- [Problem details]: Copy the lines below verbatim, but only from the line containing "Reviewer note: confirm that each instance of the riverbank" through the end of the data.

* begin Extracted information *

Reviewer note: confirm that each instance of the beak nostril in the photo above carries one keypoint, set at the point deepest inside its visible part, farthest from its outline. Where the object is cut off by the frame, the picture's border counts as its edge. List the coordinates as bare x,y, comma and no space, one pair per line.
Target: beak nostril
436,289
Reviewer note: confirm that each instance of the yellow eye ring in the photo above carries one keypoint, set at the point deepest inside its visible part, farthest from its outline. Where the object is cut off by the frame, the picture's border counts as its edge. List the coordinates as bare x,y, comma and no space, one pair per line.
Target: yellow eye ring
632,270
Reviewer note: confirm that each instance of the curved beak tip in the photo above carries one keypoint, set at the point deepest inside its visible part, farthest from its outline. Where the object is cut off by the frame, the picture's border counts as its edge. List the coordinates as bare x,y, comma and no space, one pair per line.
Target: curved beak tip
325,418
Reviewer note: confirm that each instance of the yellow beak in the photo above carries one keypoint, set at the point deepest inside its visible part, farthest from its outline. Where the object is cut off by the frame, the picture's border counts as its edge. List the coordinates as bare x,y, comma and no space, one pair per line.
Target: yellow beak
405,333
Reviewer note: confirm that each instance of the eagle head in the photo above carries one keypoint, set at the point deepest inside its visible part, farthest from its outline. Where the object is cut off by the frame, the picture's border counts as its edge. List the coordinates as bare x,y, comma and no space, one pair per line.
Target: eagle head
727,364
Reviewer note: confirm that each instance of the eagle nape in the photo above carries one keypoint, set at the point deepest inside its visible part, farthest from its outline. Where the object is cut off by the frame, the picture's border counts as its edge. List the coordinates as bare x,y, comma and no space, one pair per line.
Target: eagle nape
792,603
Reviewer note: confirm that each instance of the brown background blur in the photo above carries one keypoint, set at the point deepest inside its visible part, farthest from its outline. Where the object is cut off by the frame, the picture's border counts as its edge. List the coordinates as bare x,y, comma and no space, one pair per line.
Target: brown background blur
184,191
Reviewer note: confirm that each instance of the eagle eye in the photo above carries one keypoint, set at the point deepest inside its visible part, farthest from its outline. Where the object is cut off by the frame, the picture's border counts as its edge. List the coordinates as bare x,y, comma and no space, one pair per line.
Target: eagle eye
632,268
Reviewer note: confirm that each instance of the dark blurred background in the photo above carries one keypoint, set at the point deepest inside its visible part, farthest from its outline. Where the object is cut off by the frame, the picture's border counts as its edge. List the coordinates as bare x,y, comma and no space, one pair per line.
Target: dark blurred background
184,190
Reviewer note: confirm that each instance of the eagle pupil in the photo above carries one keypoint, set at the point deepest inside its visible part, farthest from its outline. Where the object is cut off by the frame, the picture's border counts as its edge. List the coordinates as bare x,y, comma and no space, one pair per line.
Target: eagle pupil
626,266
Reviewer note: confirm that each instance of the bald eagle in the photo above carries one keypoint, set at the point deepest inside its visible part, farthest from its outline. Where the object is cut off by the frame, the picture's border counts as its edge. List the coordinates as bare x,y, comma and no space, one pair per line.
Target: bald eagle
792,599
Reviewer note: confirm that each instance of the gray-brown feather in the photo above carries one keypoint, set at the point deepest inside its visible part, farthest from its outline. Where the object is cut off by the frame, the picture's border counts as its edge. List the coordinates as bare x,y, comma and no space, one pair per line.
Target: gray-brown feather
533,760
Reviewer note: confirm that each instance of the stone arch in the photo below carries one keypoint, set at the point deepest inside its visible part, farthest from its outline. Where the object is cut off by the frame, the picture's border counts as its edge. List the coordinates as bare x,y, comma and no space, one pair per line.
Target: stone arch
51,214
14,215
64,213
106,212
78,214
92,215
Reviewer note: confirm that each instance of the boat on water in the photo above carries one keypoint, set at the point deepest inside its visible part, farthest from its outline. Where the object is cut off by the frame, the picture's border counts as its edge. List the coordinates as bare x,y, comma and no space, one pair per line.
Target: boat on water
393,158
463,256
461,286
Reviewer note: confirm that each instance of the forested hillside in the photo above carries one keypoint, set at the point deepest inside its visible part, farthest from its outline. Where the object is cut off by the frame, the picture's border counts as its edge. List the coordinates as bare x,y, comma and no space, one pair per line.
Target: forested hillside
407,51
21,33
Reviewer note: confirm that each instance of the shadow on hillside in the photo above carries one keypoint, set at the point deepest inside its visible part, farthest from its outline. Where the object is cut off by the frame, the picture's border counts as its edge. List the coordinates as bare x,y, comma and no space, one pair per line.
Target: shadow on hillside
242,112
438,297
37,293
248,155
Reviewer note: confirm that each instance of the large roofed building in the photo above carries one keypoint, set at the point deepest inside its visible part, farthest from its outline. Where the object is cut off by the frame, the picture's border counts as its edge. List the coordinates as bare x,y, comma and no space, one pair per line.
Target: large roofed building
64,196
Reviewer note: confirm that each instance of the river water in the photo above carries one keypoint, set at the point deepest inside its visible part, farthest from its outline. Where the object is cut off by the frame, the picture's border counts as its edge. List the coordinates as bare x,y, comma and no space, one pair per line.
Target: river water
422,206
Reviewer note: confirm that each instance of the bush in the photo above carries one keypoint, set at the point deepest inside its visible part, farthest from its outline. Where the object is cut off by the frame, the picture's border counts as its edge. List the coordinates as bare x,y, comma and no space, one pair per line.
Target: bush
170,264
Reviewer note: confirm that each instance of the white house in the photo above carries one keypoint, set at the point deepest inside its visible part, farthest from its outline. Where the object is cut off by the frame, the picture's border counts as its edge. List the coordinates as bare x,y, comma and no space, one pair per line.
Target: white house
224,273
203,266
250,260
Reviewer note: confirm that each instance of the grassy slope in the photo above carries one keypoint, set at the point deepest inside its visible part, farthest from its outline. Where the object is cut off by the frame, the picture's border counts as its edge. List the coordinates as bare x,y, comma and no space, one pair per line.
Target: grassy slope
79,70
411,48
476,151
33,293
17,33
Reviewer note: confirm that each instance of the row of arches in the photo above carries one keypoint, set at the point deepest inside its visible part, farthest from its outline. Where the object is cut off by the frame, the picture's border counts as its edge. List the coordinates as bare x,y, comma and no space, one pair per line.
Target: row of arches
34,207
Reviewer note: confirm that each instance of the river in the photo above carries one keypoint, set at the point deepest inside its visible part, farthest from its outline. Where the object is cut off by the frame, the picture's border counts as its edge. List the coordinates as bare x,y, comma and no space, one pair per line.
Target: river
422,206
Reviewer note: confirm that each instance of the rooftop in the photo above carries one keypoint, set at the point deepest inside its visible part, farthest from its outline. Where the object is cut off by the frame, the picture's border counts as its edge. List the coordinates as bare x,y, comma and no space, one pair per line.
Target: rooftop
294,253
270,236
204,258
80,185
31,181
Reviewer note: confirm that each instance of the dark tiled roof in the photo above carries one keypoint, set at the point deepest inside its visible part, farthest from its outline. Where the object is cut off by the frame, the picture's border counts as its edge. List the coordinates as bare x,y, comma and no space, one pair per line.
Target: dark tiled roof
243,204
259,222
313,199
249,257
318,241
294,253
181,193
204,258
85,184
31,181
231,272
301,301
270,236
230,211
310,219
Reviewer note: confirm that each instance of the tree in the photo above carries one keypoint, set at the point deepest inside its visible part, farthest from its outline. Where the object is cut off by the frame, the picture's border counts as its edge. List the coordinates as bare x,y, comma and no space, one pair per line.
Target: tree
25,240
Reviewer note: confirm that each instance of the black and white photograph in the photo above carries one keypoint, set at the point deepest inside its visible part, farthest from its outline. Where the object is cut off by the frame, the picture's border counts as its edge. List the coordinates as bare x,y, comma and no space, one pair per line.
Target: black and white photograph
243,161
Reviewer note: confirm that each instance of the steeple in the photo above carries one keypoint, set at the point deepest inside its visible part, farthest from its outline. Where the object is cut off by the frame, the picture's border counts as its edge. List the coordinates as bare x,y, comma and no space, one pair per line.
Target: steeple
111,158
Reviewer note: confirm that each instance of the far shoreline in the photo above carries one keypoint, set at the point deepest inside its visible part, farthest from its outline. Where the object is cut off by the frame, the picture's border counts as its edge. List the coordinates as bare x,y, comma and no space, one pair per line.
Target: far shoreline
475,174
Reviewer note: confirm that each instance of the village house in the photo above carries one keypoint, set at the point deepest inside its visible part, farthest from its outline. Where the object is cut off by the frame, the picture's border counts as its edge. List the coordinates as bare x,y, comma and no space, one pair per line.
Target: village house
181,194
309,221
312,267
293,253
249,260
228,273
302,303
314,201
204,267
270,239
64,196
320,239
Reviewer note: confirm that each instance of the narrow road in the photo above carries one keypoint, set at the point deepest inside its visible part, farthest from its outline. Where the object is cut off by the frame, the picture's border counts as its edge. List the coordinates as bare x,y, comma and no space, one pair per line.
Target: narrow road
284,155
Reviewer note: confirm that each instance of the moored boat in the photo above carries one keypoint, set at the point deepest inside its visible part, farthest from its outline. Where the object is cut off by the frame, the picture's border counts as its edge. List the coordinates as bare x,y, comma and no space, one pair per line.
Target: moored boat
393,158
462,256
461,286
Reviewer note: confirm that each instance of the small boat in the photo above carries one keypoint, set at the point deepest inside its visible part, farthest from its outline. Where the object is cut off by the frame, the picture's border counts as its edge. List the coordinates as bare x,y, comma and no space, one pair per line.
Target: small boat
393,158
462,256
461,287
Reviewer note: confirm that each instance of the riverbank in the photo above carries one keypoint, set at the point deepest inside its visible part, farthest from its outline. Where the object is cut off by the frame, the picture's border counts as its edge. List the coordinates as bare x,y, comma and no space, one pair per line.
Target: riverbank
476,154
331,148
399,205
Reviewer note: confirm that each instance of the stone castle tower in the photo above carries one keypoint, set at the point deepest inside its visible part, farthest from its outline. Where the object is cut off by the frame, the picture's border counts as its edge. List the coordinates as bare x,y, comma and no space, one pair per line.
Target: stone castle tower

* end Extracted information *

- [Written response]:
Reviewer note: confirm that each instance of the riverbank in the photo above carries one keypoint, set at the point deepest inside its visible part, farthest from its outline. Where the object is cut off by the frame, the picture's border counts as its edge. List the coordinates as bare x,y, comma and no space, one pair per line.
Target: riverbank
476,154
331,148
399,205
Reviewer note: confirm that each instance of the stone castle tower in the photo above carries one keypoint, set at the point deepest inside its visible part, farthest from its outline. Where the object is cut off by the frame, the picture's border counts as its edge. List the coordinates as bare x,y, comma and no space, one pair per line.
Target: stone castle tower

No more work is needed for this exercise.